Extracto:
========

La Palabra del día y la reflexión del padre Adalberto

Foto: Pixabay.
Angeles

(Contenido facilitado por www.diocesisdesincelejo.org)

Palabra del día

Miércoles de la XXV semana del Tiempo Ordinario. Año II

Feria o memoria libre. Santos Cosme y Damián, mártires

Colores verde o rojo

Primera lectura

Lectura del libro de los Proverbios (30,5-9):

La palabra de Dios es acendrada, él es escudo para los que se refugian en él. No añadas nada a sus palabras, porque te replicará y quedarás por mentiroso. Dos cosas te he pedido; no me las niegues antes de morir: aleja de mí falsedad y mentira; no me des riqueza ni pobreza, concédeme mi ración de pan; no sea que me sacie y reniegue de ti, diciendo: «¿Quién es el Señor?»; no sea que, necesitando, robe y blasfeme el nombre de mi Dios.

========

Tareas:
A. ¿De qué libro procede la primera lectura del extracto?
B. Copia sin cambios el pasaje del extracto que va desde "Lectura del libro" hasta "de mi Dios.".

========

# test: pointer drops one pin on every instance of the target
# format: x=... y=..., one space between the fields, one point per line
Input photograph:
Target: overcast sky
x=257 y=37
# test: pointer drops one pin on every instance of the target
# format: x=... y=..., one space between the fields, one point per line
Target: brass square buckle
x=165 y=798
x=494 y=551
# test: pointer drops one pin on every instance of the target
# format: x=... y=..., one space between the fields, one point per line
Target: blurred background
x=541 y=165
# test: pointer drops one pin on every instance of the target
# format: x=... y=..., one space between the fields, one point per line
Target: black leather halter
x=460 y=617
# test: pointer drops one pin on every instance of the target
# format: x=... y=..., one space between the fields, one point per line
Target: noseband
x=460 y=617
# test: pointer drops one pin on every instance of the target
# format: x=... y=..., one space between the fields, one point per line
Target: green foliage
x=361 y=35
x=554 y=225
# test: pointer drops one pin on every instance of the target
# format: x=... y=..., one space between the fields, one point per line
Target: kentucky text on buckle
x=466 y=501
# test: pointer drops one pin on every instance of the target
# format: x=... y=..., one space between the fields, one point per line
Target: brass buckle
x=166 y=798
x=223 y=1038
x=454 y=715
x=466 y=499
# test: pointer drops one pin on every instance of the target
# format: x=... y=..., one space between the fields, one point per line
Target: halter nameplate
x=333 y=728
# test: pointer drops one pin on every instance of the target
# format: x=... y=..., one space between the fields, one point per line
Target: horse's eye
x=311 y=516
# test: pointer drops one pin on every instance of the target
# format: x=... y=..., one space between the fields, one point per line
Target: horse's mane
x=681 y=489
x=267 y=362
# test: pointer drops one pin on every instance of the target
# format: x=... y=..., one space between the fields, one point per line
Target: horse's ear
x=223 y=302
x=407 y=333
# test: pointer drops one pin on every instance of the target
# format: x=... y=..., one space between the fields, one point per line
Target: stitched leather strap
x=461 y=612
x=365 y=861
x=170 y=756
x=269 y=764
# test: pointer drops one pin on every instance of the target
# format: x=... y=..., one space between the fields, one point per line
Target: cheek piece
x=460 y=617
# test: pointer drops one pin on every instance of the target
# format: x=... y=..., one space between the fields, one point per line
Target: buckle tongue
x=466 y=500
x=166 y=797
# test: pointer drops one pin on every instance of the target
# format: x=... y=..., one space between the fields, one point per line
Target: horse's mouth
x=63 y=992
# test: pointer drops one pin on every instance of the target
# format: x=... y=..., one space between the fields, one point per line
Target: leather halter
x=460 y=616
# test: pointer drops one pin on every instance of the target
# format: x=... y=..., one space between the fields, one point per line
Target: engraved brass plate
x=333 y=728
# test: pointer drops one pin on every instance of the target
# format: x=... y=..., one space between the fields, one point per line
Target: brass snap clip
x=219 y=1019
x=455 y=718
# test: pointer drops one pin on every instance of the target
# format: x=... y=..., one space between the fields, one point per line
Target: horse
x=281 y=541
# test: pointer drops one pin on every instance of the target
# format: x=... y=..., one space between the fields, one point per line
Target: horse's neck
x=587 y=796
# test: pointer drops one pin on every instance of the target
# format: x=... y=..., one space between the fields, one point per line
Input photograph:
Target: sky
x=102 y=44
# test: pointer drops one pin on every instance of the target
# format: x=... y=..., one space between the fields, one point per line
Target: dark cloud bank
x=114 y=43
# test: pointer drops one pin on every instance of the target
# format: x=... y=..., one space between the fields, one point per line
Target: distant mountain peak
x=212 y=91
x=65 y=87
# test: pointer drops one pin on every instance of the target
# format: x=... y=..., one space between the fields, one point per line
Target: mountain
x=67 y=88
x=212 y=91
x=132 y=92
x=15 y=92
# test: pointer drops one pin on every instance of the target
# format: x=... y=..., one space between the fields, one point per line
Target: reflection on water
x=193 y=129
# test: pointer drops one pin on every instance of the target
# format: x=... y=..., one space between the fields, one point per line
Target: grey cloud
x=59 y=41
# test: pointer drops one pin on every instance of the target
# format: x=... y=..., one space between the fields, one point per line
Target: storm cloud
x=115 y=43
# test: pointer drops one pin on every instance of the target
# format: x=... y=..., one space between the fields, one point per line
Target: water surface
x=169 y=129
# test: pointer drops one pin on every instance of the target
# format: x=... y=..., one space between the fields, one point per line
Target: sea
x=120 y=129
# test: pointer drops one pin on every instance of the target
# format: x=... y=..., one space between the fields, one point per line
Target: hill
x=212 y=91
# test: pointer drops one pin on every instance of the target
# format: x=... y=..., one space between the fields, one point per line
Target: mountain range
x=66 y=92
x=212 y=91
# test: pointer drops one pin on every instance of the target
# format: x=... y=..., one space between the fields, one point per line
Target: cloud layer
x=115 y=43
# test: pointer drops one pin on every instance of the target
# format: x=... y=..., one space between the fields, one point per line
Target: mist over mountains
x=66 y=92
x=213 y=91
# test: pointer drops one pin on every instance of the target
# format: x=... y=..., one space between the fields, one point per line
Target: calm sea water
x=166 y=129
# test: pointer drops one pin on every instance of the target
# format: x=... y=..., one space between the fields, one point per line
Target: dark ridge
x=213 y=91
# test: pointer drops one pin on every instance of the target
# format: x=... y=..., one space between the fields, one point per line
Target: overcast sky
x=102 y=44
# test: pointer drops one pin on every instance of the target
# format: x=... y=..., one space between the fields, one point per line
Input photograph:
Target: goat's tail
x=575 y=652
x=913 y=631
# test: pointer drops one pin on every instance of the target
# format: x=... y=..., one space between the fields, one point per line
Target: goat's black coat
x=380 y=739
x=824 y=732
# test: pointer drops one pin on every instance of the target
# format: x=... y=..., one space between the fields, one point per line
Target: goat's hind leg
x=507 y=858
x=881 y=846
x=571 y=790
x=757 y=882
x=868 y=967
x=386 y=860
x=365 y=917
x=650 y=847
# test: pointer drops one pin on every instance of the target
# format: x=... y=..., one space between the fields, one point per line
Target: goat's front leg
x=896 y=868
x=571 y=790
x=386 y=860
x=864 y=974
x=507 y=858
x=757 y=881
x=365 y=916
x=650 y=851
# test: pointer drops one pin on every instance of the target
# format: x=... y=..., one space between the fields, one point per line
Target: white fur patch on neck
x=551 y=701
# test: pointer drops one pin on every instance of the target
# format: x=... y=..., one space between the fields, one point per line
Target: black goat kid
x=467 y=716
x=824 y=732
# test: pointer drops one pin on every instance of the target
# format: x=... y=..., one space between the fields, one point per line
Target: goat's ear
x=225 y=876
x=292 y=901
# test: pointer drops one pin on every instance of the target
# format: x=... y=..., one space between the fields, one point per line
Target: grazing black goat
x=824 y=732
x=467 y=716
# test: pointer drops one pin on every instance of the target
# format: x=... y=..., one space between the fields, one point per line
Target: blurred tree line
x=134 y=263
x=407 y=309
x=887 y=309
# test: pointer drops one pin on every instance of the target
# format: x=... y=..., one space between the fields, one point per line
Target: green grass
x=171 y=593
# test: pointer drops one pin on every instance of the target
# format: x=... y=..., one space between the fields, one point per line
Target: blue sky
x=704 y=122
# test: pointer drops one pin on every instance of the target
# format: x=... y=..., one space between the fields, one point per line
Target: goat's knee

========

Resultados por tarea:
A. Del libro de los Proverbios (30,5-9).

B.
Lectura del libro de los Proverbios (30,5-9):

La palabra de Dios es acendrada, él es escudo para los que se refugian en él. No añadas nada a sus palabras, porque te replicará y quedarás por mentiroso. Dos cosas te he pedido; no me las niegues antes de morir: aleja de mí falsedad y mentira; no me des riqueza ni pobreza, concédeme mi ración de pan; no sea que me sacie y reniegue de ti, diciendo: «¿Quién es el Señor?»; no sea que, necesitando, robe y blasfeme el nombre de mi Dios.